BEGIN Text
Advances in medical technology are incredibly promising, and stand to benefit our children as they become the adults of the future. The possibilities include overcoming disabilities, managing diseases better, and even not having to wait on a life-saving organ donation. Here are five advances in healthcare to be excited about for ourselves and our children.
1. 3D Printing
The development of 3D printing has moved into the medical device world. Currently most hearing aids are 3D printed, and some companies are also relying on this technology to print teeth-straightening braces. The printing of prosthetics is also possible. Even more amazing is the possibility of the bioprinting of whole organs. In fact, one California research company has succeeded in printing liver tissue for the purpose of drug toxicity testing. Dr Sam Olof, Chief Technology Officer at OxSyBio, said: ‘There are many potential applications for bioprinting and we believe it will be possible to create personalised treatments by using cells sourced from patients to mimic or enhance natural tissue function. In the future, 3D bioprinted tissues maybe also be used for diagnostic applications—for example, for drug or toxin screening.”
END Text
BEGIN Supplied material
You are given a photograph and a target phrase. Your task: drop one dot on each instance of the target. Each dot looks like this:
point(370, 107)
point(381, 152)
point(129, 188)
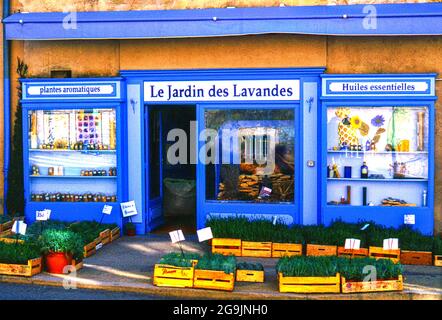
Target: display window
point(251, 156)
point(378, 154)
point(72, 155)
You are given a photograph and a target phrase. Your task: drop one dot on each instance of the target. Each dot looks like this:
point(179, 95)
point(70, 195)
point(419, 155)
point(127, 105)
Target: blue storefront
point(319, 146)
point(90, 142)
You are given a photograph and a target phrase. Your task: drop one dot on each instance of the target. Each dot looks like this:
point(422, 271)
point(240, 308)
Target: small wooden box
point(170, 276)
point(250, 275)
point(105, 236)
point(215, 280)
point(256, 249)
point(32, 268)
point(226, 246)
point(309, 284)
point(380, 253)
point(359, 253)
point(90, 249)
point(373, 286)
point(286, 250)
point(115, 234)
point(417, 257)
point(321, 250)
point(438, 261)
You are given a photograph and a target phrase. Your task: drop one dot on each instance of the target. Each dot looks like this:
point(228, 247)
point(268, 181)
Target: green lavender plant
END Supplied material
• Work task A
Can you give the piece on medical advances again, between "Advances in medical" and "and our children.", inclusive, swapping "children" for "kids"?
• Work task B
Could you go on with the piece on medical advances from where it stops?

• Task output A
Advances in medical technology are incredibly promising, and stand to benefit our kids as they become the adults of the future. The possibilities include overcoming disabilities, managing diseases better, and even not having to wait on a life-saving organ donation. Here are five advances in healthcare to be excited about for ourselves and our kids.

• Task output B
2. Artificial Intelligence
Artificial intelligence began in 2011 on the game show Jeopardy when a computer was introduced that could compete with human contestants. In less than 10 years, computers and artificial intelligence have become so advanced that they are helping medical experts make diagnoses on patients. Computers are being loaded with information from medical textbooks, journal articles, and information from patients. The result is a diagnostic aid to train medical students and manage diseases. And as AI and medicine continue to overlap and advance, the possibilities for AI application in medical fields will only grow.
3. Brain-Computer Interfaces
The concept of brain-computer interfaces got its start when a Harvard researcher learned to control a rat’s tail with his mind. Successful experiments have recently proved that, using BCI, patients with paralyzed limbs are able to move them by means of neural interfaces. In a fascinating article, Bloomberg reports that “Researchers at the University of Pittsburgh Medical Center connected touch sensors from a robot’s fingertips to a paralyzed man’s sensory cortex so he could feel what it was touching. At Case Western, scientists linked a paralyzed man’s motor cortex to a computer that electrically stimulated muscles in his arm, enabling him to bring a forkful of food from a dish to his mouth.” This technology had a slow start, but is rapidly advancing. Researchers hope to one day be able to restore full mobility to paraplegic patients, and to allow patients with prosthetic limbs to be able to control them by impulses sent from the brain—just like a natural limb.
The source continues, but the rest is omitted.